# Start of Data for the task

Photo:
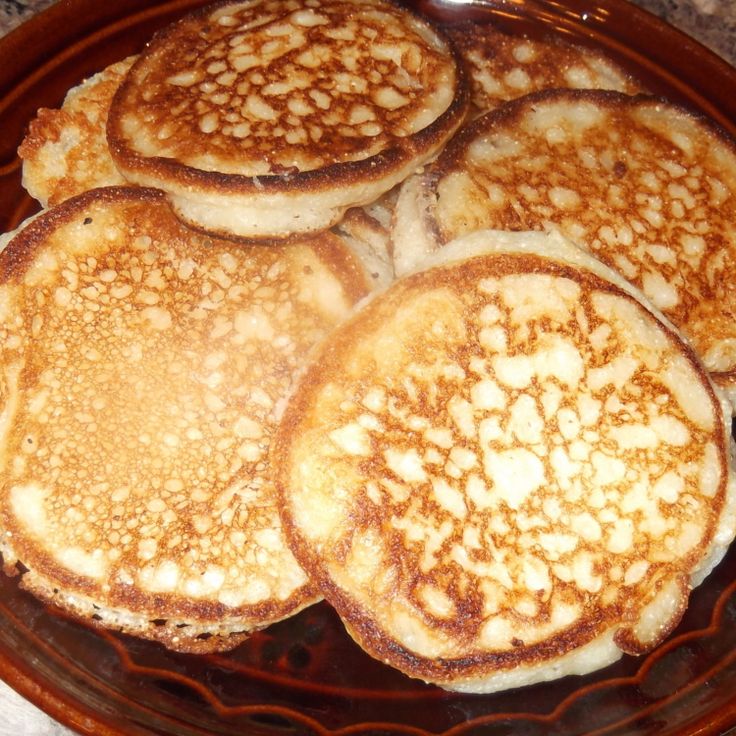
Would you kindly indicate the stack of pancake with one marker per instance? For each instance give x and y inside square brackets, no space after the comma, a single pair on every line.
[328,301]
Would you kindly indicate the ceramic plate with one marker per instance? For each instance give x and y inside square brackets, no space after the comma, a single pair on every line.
[305,676]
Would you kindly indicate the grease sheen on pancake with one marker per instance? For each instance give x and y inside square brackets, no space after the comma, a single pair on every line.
[645,185]
[506,468]
[263,119]
[503,66]
[143,370]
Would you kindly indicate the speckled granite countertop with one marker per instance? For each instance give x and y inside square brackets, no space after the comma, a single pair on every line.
[712,22]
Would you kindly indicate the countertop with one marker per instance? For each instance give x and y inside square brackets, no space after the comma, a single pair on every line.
[712,22]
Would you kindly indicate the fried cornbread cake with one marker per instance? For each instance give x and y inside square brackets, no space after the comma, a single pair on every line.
[506,468]
[143,370]
[265,119]
[64,151]
[647,186]
[503,66]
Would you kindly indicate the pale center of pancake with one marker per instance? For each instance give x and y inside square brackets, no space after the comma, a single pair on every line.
[512,455]
[154,363]
[278,87]
[650,191]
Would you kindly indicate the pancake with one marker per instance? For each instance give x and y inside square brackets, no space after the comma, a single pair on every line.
[143,371]
[503,66]
[647,186]
[268,119]
[506,468]
[64,151]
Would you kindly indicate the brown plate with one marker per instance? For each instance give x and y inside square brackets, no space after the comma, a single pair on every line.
[305,676]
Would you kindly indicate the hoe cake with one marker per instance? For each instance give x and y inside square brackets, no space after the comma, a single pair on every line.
[503,66]
[265,119]
[64,151]
[506,468]
[646,186]
[143,370]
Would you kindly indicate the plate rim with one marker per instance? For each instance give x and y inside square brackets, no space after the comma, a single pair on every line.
[52,23]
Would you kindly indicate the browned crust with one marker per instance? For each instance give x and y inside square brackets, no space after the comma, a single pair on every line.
[329,364]
[327,178]
[59,585]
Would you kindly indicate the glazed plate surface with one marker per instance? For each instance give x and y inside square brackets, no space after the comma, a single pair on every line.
[305,676]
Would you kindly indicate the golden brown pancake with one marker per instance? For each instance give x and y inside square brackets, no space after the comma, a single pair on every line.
[506,468]
[64,151]
[503,66]
[143,371]
[645,185]
[265,119]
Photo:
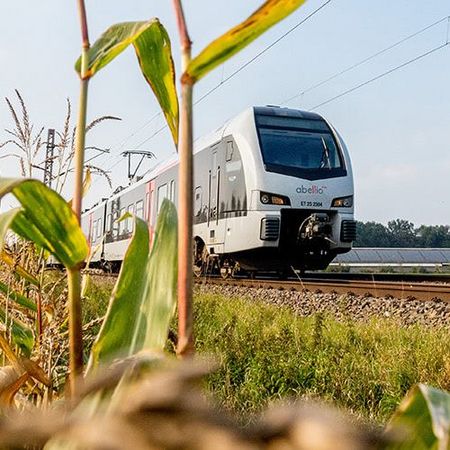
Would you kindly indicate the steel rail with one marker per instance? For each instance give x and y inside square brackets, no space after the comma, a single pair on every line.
[399,290]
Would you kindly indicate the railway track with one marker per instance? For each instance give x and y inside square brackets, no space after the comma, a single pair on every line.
[410,287]
[424,291]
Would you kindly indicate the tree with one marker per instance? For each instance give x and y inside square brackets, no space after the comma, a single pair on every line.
[402,233]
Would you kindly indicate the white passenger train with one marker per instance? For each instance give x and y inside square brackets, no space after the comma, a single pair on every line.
[273,189]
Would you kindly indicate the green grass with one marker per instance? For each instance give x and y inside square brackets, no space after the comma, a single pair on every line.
[266,353]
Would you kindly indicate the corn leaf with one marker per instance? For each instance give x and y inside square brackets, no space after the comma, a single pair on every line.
[6,220]
[144,298]
[10,383]
[153,50]
[22,364]
[423,418]
[16,297]
[21,335]
[230,43]
[46,219]
[17,268]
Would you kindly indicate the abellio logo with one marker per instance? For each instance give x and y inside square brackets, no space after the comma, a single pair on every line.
[313,189]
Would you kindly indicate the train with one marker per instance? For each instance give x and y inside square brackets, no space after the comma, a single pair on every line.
[273,191]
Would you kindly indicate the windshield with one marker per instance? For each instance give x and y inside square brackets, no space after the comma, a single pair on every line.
[299,147]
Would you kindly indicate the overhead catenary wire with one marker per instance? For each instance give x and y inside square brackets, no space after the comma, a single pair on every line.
[388,72]
[223,80]
[369,58]
[264,50]
[243,66]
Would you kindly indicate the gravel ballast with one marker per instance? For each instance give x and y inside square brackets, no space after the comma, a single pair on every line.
[344,307]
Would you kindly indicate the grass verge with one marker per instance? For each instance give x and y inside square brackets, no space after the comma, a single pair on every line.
[268,353]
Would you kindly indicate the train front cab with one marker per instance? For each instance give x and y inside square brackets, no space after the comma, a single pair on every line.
[301,208]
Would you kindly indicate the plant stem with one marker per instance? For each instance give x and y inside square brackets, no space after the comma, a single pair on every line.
[185,198]
[74,276]
[75,329]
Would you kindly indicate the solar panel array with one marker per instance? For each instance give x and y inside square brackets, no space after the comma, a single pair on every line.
[395,256]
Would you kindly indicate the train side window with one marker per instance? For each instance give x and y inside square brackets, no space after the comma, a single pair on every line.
[129,224]
[140,209]
[108,223]
[172,191]
[94,231]
[122,223]
[162,194]
[197,201]
[99,227]
[147,206]
[229,151]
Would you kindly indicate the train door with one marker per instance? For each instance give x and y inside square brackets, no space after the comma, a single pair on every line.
[149,202]
[216,223]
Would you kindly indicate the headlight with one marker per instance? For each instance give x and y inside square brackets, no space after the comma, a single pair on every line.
[273,199]
[342,202]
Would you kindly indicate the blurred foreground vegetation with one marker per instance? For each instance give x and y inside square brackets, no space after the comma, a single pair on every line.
[267,354]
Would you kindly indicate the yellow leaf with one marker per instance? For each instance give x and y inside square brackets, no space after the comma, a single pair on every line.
[230,43]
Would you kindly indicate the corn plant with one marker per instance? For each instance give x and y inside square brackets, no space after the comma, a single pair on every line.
[193,69]
[422,421]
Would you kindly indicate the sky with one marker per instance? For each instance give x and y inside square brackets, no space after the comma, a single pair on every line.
[397,128]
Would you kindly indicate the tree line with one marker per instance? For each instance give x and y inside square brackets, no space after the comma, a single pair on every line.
[401,233]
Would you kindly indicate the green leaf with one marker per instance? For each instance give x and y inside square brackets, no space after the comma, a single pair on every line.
[21,334]
[18,298]
[46,219]
[144,298]
[423,418]
[230,43]
[153,50]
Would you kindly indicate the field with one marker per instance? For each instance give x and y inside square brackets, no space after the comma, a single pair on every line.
[267,353]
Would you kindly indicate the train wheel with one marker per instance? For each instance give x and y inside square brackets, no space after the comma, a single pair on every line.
[200,259]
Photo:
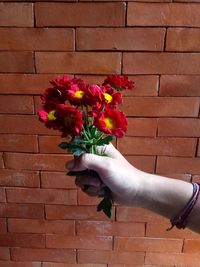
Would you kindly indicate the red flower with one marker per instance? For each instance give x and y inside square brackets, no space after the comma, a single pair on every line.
[111,122]
[119,82]
[70,119]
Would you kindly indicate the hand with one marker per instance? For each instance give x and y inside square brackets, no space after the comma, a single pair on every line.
[113,171]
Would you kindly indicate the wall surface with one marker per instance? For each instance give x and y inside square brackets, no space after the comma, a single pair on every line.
[45,221]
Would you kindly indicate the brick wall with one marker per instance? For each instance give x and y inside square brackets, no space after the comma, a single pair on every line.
[44,220]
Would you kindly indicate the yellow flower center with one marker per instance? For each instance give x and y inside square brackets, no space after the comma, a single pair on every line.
[51,115]
[110,124]
[108,97]
[79,94]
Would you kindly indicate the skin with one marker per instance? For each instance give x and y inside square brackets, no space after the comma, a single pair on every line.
[132,187]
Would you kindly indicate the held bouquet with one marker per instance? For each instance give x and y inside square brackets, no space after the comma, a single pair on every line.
[87,116]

# End of Data for the task

* Goal
Return to the listing above and set it down exactly, leaving out its pictures.

* Result of the exercise
Photo:
Would you kindly indicate the stack of pancake with one marker per instance? For each instance give x and y inside square brackets, no space after the comma, a single pair on every line.
[328,301]
Would you kindly indicate the ceramic plate with one marker per instance? For each instance give x and y inside square brackets, no space after the comma, a single pair on every line.
[305,676]
Would you kindly indicate the grease sheen on pancake with one marker per instance? For each instance give x and y inside square brackets, no space after the comma, a single pair on every line.
[645,185]
[506,468]
[263,119]
[503,66]
[143,370]
Would you kindly indicate the speckled granite countertop with one marker per instance? For each instance give x and y inside square brackets, no space after the comma, a single pair on every line.
[712,22]
Would you kindly indicate the countertop with one marker per instance? For each instance give x and y inside square brackets, no space after the comma, a single pair on every line.
[712,22]
Would you kindly indicate the fried cornbread cake with one marker per instance? For each instance give x and y inside square brackets, no space after the comma, a single pair on every line.
[506,468]
[143,370]
[265,119]
[64,151]
[647,186]
[503,66]
Would you kindly indicate the pale center of pancake with one marker per instance? For each instance give x and y inside square brackets, no space after the comma, a single pair on every line.
[512,455]
[154,363]
[278,87]
[650,191]
Would you kindly indicate the pancake with one marker per instance? For each instance give x and y inside square brackets, no space after the comma, a single pair on every line.
[143,371]
[503,66]
[647,186]
[268,119]
[506,468]
[64,151]
Would you kindly indicate the brown plate with one marker per instance? For each instance give x and y inside square brackets, no space after the comma, a single pair on every line.
[305,676]
Would you kindly indicate the hoe cake with one marker per instance? For each instance give x and y inside square brackets, no space after the comma, a single pair on every line.
[503,66]
[265,119]
[64,151]
[506,468]
[646,186]
[143,370]
Would you kindly indicate the plate rim with one marker per instance? For each instance give x and y inside square brackets, no space after the comma, a single pair on every line.
[52,23]
Would you kindly indicate the browned crust with one marker per instance? For each instance give x and y inside square brackets, no space after the comma, a single pair on every line.
[329,364]
[327,178]
[59,585]
Would you kindly indicate the glazed plate surface with one marker per instance? For each instance give x and y inside square brackets, no space after the comma, a single pair on every line.
[305,676]
Would you kindly indicate the golden brown pancake with one marker per instance? For each instance give x and y inside square brackets, no space after the comma, a single pair on every line.
[506,468]
[64,151]
[503,66]
[143,371]
[645,185]
[265,119]
Photo:
Would you kindly indicate the steel rail with one marker per instance? For each instance give x and y inside square brackets, no space after the comma, a single pair on every line.
[399,290]
Would you kindly indicate the railway track with one marker per instance? For each instance give x and y inside square brackets, no space after the comma, a single pair on every line.
[410,287]
[424,291]
Would you kindly indicate the tree with one marker per instance? For each instance give x and y inside square brackets, no space after the comma, a single pair on every line.
[402,233]
Would you kindly indicate the white passenger train with one marker per instance? For each instance give x and y inside square brackets, no space after the comma, a single pair on every line.
[273,189]
Would you kindly indicate the green grass with one marker per instance? For each instance give x and y inside square brackets, no space after the comma, a single pair on every line.
[266,353]
Would you kindly indicate the corn leaf with one marker per instance? For each instance give x and y inside square brackets, no space after the comma, a single pair on every line.
[6,220]
[144,298]
[10,383]
[153,50]
[22,364]
[423,418]
[16,297]
[21,335]
[230,43]
[46,219]
[17,268]
Would you kindly indicate the abellio logo with one marker per instance? For each instance give x and y inside square brackets, no space after the comma, a single pair on every line.
[313,189]
Would you kindly indicate the train with one marker per instance? For each instance give x and y inside square brackets, no space after the comma, a single pair on every line.
[273,191]
Would you kindly indicate the windshield with one marker per instance? For each instance give x and y inside square brackets, no space after the comma, a single pair on every line.
[299,147]
Would you kindly indicate the overhead catenary wire with one marker per instance? For each instance give x and y inside square brackets, no space after the comma, a single pair on every line.
[388,72]
[223,80]
[369,58]
[264,50]
[243,66]
Would you kindly indicate the gravel ballast with one marker per instance? For each instance give x and y inside square brackets, no space after the comma, a single pair on every line.
[344,307]
Would you kindly indicate the grass verge with one marker per instance? For each instance give x and y inside square brackets, no space after the comma, a single pair on every line.
[268,353]
Would you kindly indicate the train front cab with one marker per instance? For each instance give x and y inside square brackets, no space after the comma, a single pair on every line.
[301,208]
Would you kindly indicate the plant stem with one marker per instance? For each instance give x and y inside square brackets, no space after the comma, a single pair on every line.
[185,198]
[74,276]
[75,329]
Would you kindly indicate the solar panel array with one marker per instance? For each instance give x and y inside square brackets, no space after the comma, a single pair on every line.
[395,256]
Would you kindly indicate the train side window with one marker per instance? For each instance give x and y inside square brackets, no space after the comma, a single pair on every line.
[129,224]
[140,209]
[108,223]
[172,191]
[94,231]
[122,223]
[162,194]
[197,201]
[99,227]
[147,206]
[229,151]
Would you kindly indicate the train door with one marker per instance? For each instance give x and y inside square brackets, no space after the comma, a single pair on every line.
[149,202]
[216,223]
Would you kindly indicate the headlight with one marker per instance? For each instance give x and y inside square brackets, no space after the comma, a single pair on every line.
[273,199]
[342,202]
Would you kindly indicate the blurred foreground vegetation with one marker per instance? For each instance give x and y inside square brackets, no space after the comma, a single pair on every line.
[267,354]
Would you kindly indicate the yellow leaf with one marker per instance? For each instance give x and y inside square brackets, no space after the comma, a single pair on every line.
[230,43]
Would you kindly indicate the corn plant with one marker per instance? For each instance give x and y inside square brackets, no space after the comma, a single pair on every line.
[193,69]
[422,421]
Would you kindly indicate the sky with one marker per instance? For each instance give x and y inside square brackets, no space after the comma, a single pair on every line.
[397,128]
Would you kindly indicate the tree line with one marker per instance? For each instance give x and y inside square brackets, no space after the comma, a single pair on every line.
[401,233]
Would you kindly indicate the green leaf with one marker per instance? For each instance give x and y inside square brackets, no space after the comma, a single pair on every line.
[21,334]
[18,298]
[46,219]
[144,298]
[423,418]
[230,43]
[153,50]
Would you kindly indicate the field with one marker per instance? For each instance give x and y inside square brackets, no space after the comma, a single pair on every line.
[267,353]
Would you kindly indicate the train wheel with one marker per instance? For each instance give x and y inside square brackets, no space after the comma, a single pair on every line.
[200,259]
Photo:
Would you kindly indicate the red flower with one marker per instance? For each instance give x and y inside square brackets, no space after the comma, a single pair on every line.
[111,122]
[119,82]
[70,119]
Would you kindly indicate the hand with one marker per instance? For each instance give x and y inside square brackets, no space after the comma, a single pair on every line.
[113,171]
Would you kindly indicate the wall surface with one marker per instance? For each instance give x and y inside square brackets, no space after the comma, a single pair on every line.
[45,221]
Would you kindly indicate the brick wall with one marker per instance? For each instance give x and y inside square brackets, no space after the comma, a single pair on every line.
[44,220]
Would you kindly indicate the yellow flower center with one marker per instance? For each instance give x and y inside square brackets, no space after the comma, a single pair on every line.
[51,115]
[110,124]
[108,97]
[79,94]
Would you kindly indicate the skin with one marker per instance? For each instance give x and y inside square brackets, no space after the comma, a single pair on every line.
[132,187]
Would you kindly indicate the held bouquet with one marker per instance? For each instance give x and y inside square brackets, no space after the comma, a single pair on every line.
[87,116]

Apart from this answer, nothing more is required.